Néanmoins, avant de tomber dans les bras d'Henri
tout IV, Jacqueline de Bueil exige qu'on la marie à un gentilhomme de
bonne famille! Question de bienséance, déclare-t-elle. Avisée
ou bien conseillée, elle entend avant toute chose assurer son avenir.
Connaissant le caractère volage du Béarnais, ele craint peut-êre
de n'être qu'une passade. En outre, si elle est de bonne naissance (née
en 1588, elle est la fille de Claude de Bueil, seigneur de Courcillon et de
La Marchere), elle est surtout sans fortune. Or pour se marier, il faut une
dot... Toujours grand seigneur, le roi lui octroie trente mille écus
et lui trouve un époux en la personne de Philippe de Harlay Champvallon,
comte de Césy, "bon musicien et joueur de luth,
mais piètre de tout le reste", rapporte le mémorialiste
Pierre de L'Estoile. Le mariage est célébré le 5 octobre
1604, à six heures du matin à Saint Maur des Fossés. Là,
s'arrête la partition du "musicien". Le soir même, c'est
Henri IV qui franchit le seuil de la chambre nuptiale. Prié de s'éclipser,
Champvallon s'exécute sans faire d'histoire. Mais peut-il faire autrement?
####################
### Consigne
Traduisez en anglais cette phrase du texte sur Jacqueline de Bueil : « Le mariage est célébré le 5 octobre 1604, à six heures du matin à Saint Maur des Fossés. » Les données ci-dessous proviennent d'une autre source.

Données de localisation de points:
####################
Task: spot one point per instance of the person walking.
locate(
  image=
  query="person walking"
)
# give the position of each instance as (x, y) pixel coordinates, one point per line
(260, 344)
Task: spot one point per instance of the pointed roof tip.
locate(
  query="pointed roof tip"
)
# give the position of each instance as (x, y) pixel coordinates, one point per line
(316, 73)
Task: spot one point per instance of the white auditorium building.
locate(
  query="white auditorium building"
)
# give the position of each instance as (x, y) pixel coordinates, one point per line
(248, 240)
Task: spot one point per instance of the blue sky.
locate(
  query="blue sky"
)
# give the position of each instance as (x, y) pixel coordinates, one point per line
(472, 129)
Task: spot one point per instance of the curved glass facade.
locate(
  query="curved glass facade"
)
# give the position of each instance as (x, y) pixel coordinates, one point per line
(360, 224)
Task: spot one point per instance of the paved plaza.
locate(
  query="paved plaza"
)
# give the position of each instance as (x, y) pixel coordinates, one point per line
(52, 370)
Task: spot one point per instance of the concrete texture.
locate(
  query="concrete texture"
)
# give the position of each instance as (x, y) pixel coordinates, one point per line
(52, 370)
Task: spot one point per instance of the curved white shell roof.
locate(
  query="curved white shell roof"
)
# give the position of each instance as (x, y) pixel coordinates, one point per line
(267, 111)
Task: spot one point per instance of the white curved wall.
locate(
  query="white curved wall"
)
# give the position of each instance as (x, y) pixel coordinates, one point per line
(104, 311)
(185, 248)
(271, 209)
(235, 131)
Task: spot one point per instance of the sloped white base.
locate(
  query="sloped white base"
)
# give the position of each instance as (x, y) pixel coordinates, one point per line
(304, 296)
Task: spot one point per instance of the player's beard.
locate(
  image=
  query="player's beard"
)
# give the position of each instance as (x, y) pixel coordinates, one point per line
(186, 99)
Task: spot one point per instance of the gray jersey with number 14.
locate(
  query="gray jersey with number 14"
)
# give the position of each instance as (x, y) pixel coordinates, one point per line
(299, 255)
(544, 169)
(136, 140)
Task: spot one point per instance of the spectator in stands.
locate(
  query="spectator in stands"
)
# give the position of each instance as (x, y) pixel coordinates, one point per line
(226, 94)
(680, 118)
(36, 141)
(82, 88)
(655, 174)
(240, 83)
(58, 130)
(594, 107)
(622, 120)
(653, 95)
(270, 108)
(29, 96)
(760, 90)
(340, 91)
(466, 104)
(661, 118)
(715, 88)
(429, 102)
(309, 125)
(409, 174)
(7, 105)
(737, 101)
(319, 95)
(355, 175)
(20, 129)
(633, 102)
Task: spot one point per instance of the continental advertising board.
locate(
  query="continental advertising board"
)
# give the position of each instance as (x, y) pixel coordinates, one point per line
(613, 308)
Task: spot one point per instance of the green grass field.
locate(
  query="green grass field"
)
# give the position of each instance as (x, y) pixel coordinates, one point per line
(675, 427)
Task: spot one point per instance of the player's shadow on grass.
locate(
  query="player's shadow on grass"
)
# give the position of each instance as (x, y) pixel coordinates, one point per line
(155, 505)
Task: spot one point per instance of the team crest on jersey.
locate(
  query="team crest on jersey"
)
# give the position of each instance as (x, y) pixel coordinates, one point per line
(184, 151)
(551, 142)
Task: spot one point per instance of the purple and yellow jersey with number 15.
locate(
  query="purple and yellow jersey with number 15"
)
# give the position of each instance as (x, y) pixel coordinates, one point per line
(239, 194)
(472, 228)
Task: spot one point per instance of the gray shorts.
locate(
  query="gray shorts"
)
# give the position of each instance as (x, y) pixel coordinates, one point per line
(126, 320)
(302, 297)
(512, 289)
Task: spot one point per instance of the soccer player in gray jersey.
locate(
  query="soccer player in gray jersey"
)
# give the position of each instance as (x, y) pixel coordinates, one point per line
####################
### Réponse
The wedding is celebrated on October 5, 1604, at six o'clock in the morning at Saint Maur des Fossés.